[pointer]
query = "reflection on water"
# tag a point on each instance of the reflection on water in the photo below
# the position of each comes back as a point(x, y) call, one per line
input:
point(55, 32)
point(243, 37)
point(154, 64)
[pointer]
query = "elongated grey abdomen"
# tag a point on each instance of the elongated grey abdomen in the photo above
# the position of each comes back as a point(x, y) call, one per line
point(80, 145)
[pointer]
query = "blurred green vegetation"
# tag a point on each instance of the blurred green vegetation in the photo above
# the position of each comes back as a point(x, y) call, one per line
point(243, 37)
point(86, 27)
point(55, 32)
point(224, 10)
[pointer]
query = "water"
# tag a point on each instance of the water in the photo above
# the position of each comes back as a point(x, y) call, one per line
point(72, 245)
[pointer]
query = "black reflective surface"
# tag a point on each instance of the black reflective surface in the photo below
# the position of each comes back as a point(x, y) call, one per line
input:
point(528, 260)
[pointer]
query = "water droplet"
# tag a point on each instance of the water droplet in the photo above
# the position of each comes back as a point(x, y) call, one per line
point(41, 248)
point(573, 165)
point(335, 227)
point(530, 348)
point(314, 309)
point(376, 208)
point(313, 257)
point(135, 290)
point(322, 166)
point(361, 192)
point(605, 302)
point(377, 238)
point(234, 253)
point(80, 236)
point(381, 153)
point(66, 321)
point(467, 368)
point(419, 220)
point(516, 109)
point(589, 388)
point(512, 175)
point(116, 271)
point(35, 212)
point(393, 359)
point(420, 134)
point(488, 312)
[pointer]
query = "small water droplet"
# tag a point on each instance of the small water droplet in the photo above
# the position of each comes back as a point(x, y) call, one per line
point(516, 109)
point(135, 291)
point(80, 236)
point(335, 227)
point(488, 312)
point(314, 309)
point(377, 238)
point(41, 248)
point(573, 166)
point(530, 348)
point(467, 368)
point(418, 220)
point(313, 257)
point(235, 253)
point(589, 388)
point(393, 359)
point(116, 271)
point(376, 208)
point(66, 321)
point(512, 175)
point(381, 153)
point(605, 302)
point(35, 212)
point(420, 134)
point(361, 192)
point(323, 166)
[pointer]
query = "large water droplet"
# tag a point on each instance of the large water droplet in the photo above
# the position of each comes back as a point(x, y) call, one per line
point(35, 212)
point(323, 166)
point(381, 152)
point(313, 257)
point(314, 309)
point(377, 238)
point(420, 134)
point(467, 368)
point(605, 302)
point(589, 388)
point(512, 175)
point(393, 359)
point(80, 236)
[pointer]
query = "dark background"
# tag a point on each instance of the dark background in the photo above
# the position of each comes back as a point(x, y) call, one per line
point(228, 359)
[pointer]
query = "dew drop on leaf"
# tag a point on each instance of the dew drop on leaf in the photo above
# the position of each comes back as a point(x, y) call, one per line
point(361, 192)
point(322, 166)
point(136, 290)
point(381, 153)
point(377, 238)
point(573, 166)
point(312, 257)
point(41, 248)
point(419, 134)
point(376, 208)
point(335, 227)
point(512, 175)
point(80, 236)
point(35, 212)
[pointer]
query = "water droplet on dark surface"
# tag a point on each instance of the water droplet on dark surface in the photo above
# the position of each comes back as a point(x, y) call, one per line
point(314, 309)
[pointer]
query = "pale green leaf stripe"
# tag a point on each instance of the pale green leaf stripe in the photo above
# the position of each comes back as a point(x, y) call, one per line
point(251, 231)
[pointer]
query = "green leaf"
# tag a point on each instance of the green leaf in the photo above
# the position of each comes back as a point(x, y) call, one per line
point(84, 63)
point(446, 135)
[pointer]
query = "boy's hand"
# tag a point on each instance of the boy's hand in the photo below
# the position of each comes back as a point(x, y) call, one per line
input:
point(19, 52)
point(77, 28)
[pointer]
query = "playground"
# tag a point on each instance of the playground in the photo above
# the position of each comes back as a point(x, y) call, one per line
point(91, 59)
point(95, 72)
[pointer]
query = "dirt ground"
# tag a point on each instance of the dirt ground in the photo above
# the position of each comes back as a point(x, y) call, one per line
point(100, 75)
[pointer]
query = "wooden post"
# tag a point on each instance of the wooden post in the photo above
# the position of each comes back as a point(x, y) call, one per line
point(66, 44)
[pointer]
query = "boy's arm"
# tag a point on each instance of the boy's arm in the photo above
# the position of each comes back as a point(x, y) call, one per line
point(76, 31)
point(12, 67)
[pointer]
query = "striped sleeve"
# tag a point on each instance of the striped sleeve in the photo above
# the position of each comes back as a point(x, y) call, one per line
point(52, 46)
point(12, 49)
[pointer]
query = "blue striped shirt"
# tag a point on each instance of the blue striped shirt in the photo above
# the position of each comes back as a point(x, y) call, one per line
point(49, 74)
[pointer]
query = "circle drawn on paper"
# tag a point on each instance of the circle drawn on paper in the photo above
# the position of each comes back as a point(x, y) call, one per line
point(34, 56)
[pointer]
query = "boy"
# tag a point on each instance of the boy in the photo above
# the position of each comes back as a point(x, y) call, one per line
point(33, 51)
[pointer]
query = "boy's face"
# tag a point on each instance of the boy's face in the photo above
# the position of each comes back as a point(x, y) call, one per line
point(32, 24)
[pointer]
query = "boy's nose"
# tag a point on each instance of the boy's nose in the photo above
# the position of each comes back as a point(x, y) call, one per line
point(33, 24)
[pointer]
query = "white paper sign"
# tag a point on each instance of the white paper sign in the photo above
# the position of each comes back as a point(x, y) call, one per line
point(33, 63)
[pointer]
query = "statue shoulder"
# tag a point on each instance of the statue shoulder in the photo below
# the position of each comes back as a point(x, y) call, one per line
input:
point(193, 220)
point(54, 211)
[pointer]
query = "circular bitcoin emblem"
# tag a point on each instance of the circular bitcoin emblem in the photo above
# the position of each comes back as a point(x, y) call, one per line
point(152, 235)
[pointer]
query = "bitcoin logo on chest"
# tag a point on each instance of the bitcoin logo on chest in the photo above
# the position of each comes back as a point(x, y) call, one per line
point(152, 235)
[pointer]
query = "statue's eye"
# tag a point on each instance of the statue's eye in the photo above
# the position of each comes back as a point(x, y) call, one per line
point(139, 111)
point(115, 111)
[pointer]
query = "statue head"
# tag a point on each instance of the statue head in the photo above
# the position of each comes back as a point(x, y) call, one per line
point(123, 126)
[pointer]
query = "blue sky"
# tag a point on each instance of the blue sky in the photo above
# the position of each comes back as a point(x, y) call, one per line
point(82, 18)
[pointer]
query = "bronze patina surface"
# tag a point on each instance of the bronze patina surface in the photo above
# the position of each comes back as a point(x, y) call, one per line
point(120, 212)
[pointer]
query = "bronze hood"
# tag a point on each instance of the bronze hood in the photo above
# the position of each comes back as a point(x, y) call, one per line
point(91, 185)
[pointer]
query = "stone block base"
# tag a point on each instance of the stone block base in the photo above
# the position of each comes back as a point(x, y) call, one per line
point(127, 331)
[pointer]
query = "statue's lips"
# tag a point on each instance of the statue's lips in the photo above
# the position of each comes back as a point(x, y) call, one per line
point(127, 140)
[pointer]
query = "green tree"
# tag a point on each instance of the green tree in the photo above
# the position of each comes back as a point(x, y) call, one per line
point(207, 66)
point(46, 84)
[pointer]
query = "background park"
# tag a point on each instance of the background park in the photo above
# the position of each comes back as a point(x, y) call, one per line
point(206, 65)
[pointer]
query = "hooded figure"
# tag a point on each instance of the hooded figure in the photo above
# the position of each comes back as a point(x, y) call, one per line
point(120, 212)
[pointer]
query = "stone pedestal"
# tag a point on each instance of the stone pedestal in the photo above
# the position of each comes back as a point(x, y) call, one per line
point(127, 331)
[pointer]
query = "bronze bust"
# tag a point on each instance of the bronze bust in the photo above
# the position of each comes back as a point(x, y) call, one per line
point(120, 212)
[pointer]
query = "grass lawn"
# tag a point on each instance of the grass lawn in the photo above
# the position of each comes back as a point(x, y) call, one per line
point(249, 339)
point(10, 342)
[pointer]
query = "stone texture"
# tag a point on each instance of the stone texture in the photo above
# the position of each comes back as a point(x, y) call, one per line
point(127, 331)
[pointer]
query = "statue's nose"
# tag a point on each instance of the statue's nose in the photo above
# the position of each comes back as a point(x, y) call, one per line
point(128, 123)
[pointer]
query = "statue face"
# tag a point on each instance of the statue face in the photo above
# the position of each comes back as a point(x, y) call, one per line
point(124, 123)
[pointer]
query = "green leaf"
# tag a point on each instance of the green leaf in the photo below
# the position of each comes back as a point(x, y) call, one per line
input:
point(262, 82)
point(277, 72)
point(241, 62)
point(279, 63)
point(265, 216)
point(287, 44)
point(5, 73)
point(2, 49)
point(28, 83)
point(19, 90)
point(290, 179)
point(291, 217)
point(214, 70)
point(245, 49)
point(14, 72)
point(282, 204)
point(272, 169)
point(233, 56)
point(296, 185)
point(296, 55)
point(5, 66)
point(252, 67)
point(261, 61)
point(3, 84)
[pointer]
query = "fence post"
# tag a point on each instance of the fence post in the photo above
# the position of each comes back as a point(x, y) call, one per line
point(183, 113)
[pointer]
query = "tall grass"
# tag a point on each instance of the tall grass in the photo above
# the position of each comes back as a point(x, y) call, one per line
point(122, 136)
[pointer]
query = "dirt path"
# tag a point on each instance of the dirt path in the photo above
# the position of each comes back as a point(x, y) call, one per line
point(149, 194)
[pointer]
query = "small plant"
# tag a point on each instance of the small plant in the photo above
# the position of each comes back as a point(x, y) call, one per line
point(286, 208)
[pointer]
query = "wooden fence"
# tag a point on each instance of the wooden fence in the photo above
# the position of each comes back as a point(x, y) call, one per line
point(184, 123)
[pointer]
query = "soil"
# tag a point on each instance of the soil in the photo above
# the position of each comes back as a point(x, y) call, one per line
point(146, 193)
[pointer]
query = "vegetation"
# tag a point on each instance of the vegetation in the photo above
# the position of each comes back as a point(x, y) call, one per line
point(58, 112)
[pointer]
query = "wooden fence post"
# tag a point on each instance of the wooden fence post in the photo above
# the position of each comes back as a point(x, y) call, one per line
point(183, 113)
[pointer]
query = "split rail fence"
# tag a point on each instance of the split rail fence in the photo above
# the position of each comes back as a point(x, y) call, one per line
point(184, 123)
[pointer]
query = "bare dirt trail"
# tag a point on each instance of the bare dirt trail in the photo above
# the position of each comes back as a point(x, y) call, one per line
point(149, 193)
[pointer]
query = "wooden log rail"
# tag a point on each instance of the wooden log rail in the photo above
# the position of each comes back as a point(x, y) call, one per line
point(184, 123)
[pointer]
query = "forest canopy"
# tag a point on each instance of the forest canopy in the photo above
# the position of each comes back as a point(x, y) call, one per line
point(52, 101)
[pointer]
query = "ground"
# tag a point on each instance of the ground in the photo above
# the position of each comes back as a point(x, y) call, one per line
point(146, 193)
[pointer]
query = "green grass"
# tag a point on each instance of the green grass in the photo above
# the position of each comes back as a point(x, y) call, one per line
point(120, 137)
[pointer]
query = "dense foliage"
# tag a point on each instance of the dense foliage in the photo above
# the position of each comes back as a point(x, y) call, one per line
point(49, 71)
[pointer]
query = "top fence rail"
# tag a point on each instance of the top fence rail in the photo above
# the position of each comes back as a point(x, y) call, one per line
+ + + + + + +
- Requirements -
Tally the lines in the items above that contain the string "plant", and give only that number.

- Result of this task -
2